### WHAT TO PRODUCE
Which lines of the entries contain the word "sign"? Please list them.

Extracted data entries:
# # # #

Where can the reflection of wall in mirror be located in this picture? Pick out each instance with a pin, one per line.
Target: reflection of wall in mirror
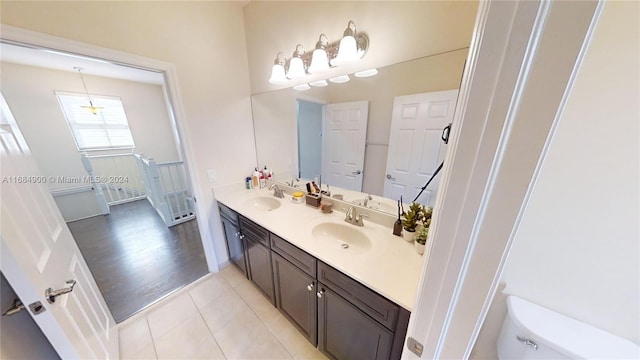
(309, 138)
(274, 119)
(275, 116)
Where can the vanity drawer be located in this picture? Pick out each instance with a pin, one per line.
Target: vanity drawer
(255, 231)
(374, 305)
(299, 258)
(228, 213)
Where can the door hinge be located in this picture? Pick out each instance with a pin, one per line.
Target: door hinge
(414, 346)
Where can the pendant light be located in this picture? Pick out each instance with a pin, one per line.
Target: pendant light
(319, 58)
(94, 109)
(277, 71)
(296, 65)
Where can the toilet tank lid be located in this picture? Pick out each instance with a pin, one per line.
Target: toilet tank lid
(568, 336)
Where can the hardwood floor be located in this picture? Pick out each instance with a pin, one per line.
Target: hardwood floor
(135, 258)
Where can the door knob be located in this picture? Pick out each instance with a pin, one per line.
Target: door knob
(51, 294)
(16, 306)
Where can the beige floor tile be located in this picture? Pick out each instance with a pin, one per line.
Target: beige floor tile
(148, 353)
(242, 332)
(233, 276)
(134, 336)
(257, 301)
(208, 290)
(289, 336)
(311, 354)
(170, 314)
(189, 340)
(221, 310)
(270, 349)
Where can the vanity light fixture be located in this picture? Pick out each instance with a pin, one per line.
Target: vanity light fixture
(352, 46)
(302, 87)
(319, 83)
(278, 76)
(366, 73)
(340, 79)
(296, 64)
(319, 58)
(94, 109)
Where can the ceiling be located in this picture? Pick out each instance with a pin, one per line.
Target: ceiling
(55, 60)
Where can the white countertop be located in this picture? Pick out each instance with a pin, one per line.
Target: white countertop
(390, 266)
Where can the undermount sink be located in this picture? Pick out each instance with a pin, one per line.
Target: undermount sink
(263, 203)
(376, 205)
(346, 236)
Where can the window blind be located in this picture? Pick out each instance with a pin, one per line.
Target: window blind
(107, 129)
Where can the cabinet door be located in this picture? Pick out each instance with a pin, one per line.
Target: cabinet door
(345, 332)
(295, 296)
(235, 248)
(259, 263)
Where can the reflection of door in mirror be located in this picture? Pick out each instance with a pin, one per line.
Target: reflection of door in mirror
(309, 118)
(415, 145)
(345, 133)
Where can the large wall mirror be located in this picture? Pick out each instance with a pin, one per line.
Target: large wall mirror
(295, 136)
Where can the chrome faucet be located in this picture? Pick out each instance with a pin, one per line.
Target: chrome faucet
(293, 183)
(366, 199)
(277, 192)
(354, 218)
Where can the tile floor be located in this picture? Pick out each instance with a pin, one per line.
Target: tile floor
(220, 316)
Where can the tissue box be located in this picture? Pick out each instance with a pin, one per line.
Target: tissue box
(313, 200)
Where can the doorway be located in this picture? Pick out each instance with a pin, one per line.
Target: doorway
(126, 244)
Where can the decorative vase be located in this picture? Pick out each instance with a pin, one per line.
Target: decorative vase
(408, 235)
(420, 248)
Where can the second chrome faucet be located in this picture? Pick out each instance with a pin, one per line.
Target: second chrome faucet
(352, 217)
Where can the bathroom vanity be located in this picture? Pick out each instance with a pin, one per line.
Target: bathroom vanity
(348, 289)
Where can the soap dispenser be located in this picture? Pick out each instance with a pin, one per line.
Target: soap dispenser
(255, 179)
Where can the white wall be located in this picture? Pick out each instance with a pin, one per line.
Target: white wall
(398, 30)
(206, 43)
(275, 117)
(577, 250)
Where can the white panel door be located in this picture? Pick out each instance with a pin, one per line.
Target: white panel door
(415, 144)
(39, 252)
(343, 146)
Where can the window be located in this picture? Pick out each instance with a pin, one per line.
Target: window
(107, 129)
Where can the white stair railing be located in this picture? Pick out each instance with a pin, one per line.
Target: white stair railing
(167, 189)
(115, 178)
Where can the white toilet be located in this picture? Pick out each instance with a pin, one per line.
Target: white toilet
(531, 331)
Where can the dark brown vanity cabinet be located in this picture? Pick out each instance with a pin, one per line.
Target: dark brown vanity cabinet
(295, 286)
(256, 240)
(235, 245)
(343, 318)
(355, 322)
(345, 332)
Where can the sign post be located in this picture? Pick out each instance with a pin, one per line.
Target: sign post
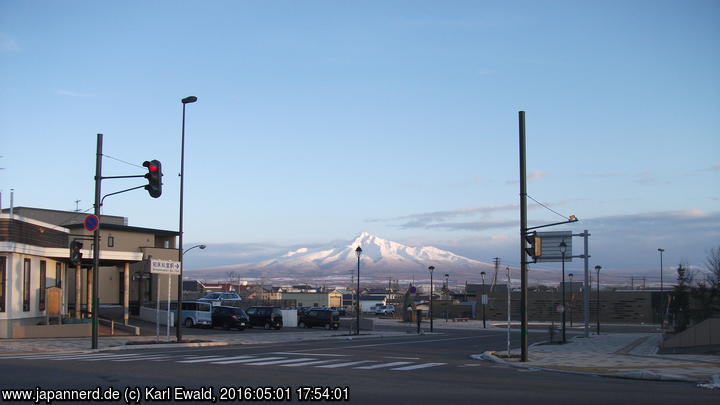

# # # #

### WRITTEN SOLUTION
Where can the sign post be located in this picture? Pick out each instance with a pin, one per line.
Target: sign post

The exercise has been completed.